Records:
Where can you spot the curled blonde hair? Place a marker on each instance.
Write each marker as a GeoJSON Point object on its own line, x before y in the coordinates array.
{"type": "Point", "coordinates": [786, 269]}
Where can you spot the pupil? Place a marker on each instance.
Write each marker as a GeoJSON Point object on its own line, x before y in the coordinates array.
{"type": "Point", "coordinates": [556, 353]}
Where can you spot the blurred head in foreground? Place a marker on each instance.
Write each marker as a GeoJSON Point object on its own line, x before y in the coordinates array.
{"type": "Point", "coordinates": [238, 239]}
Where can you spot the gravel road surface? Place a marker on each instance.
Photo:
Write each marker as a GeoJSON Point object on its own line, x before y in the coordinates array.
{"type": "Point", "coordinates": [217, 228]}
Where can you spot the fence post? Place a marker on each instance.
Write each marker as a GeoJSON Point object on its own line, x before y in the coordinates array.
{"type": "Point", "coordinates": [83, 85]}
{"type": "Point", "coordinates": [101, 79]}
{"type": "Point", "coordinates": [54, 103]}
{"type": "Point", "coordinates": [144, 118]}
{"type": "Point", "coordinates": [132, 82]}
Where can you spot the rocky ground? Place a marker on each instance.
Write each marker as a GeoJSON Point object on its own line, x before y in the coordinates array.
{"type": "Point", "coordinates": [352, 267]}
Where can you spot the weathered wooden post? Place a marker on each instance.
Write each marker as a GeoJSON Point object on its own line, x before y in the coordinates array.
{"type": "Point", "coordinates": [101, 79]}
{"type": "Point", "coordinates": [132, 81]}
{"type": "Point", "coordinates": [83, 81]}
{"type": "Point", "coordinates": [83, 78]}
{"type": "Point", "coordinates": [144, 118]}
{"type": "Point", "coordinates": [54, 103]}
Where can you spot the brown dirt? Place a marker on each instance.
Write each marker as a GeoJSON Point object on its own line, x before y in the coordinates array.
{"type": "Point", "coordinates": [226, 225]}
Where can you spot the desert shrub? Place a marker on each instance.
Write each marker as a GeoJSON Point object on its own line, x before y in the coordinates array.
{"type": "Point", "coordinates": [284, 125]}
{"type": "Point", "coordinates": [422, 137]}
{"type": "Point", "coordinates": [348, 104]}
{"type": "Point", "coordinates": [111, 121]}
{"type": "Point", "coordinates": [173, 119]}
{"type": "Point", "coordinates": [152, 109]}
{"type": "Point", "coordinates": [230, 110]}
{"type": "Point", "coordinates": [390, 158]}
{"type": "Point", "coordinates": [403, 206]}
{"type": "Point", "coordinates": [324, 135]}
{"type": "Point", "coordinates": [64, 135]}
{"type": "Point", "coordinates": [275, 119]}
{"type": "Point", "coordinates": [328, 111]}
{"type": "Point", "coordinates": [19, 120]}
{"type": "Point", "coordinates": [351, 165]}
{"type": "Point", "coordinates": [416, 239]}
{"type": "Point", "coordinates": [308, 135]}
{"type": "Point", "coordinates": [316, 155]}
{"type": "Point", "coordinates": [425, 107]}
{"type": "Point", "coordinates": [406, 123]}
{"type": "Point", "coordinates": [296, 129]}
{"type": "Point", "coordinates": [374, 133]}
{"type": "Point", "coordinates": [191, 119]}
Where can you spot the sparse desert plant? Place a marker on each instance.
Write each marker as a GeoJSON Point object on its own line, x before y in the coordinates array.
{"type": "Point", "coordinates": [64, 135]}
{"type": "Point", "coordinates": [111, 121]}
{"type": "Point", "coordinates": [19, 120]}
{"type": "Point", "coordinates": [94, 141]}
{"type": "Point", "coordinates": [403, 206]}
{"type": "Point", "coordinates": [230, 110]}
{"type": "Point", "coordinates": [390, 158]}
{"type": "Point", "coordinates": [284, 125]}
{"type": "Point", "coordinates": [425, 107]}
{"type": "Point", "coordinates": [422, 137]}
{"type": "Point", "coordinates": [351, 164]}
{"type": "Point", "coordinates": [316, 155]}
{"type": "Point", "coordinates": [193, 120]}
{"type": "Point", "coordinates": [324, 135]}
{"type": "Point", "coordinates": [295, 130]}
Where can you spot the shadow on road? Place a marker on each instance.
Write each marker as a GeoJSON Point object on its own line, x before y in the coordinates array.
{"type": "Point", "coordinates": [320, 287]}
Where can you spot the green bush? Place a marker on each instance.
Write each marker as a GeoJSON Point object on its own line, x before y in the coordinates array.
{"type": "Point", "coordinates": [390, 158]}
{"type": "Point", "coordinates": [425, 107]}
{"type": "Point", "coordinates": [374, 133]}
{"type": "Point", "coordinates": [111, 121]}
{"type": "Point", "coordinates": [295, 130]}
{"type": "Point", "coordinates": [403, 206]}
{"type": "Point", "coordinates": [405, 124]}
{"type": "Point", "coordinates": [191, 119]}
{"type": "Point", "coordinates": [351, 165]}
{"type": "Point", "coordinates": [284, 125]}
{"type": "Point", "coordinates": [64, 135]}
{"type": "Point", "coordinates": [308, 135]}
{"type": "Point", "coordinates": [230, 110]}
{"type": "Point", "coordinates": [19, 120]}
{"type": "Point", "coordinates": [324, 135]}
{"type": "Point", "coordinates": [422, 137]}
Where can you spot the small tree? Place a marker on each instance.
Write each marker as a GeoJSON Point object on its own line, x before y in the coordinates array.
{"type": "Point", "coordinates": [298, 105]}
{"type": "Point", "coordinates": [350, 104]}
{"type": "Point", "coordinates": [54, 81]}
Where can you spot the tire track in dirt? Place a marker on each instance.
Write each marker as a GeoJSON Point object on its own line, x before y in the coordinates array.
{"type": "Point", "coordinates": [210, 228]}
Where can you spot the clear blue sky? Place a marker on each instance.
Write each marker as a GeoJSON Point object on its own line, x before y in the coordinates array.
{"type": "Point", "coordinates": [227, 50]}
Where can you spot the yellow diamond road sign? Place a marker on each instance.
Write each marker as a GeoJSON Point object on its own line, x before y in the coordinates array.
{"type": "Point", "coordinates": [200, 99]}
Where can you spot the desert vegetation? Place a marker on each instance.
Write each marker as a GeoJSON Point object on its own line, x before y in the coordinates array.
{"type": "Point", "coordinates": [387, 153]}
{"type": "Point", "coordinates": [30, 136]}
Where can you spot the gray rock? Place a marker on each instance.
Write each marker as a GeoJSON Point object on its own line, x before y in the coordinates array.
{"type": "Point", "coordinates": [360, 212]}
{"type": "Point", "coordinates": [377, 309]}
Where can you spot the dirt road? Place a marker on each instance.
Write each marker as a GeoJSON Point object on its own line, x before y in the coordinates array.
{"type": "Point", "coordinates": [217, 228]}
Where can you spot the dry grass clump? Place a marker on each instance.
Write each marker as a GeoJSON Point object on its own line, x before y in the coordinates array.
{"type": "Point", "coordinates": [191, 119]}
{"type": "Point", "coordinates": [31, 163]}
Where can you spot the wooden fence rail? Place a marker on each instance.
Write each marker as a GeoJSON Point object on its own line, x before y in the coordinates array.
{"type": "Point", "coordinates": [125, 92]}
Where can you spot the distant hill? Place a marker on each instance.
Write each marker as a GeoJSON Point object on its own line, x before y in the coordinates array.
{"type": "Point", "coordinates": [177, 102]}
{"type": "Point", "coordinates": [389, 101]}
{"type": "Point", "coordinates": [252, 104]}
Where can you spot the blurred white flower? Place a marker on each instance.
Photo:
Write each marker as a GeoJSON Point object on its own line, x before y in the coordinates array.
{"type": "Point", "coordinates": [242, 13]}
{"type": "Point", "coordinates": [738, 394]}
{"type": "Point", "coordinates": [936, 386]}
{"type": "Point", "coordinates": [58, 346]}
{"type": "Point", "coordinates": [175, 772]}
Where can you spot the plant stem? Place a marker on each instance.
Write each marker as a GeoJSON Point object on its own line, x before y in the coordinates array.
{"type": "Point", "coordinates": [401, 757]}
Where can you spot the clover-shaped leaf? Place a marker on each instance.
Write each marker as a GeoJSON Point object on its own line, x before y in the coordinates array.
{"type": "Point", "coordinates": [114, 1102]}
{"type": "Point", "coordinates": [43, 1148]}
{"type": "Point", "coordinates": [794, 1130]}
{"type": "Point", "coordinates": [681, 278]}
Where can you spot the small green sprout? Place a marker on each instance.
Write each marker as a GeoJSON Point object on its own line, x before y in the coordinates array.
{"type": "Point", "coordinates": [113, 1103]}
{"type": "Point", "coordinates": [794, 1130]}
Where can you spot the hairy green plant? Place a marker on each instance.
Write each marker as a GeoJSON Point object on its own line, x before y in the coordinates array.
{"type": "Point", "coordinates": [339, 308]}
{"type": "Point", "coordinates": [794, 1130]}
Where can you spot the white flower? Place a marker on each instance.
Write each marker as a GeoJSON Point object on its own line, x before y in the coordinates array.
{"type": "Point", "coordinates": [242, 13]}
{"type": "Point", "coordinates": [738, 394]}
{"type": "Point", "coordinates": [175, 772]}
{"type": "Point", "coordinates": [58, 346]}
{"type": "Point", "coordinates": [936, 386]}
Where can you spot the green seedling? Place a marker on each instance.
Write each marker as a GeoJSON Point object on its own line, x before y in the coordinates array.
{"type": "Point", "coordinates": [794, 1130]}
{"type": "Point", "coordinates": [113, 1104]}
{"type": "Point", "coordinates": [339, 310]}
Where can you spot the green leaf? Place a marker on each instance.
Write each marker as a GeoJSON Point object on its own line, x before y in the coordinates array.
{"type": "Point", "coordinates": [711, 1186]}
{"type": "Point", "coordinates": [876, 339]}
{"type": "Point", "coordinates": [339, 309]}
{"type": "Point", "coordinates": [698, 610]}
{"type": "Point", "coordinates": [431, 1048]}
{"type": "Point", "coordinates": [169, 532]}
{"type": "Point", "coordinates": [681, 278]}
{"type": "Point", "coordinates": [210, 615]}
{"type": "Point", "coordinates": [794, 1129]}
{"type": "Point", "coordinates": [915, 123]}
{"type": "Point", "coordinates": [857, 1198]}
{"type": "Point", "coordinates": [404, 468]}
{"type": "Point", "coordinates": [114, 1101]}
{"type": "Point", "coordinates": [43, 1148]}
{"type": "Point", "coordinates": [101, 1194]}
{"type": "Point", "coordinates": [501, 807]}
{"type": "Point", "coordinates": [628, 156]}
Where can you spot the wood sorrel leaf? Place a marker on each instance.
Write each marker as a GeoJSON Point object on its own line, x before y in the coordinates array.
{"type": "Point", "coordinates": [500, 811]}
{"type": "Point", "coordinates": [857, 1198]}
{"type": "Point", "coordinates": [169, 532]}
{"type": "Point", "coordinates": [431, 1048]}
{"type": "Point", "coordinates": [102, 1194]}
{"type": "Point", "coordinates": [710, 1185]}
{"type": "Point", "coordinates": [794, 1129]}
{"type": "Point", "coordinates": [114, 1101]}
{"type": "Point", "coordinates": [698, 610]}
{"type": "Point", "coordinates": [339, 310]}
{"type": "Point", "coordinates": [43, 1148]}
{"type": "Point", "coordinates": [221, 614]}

- WHAT IS ASKED -
Output exactly the lines above, from the one holding "Where can you spot the wood sorrel" through the end of the data, including the first and last.

- SOLUTION -
Where can you spot the wood sorrel leaf? Place a marker on each instance.
Write each marker as a GeoJSON Point object on its own line, x before y in the coordinates array.
{"type": "Point", "coordinates": [500, 811]}
{"type": "Point", "coordinates": [857, 1198]}
{"type": "Point", "coordinates": [169, 532]}
{"type": "Point", "coordinates": [431, 1048]}
{"type": "Point", "coordinates": [102, 1194]}
{"type": "Point", "coordinates": [710, 1185]}
{"type": "Point", "coordinates": [794, 1129]}
{"type": "Point", "coordinates": [114, 1101]}
{"type": "Point", "coordinates": [698, 610]}
{"type": "Point", "coordinates": [339, 310]}
{"type": "Point", "coordinates": [43, 1148]}
{"type": "Point", "coordinates": [221, 614]}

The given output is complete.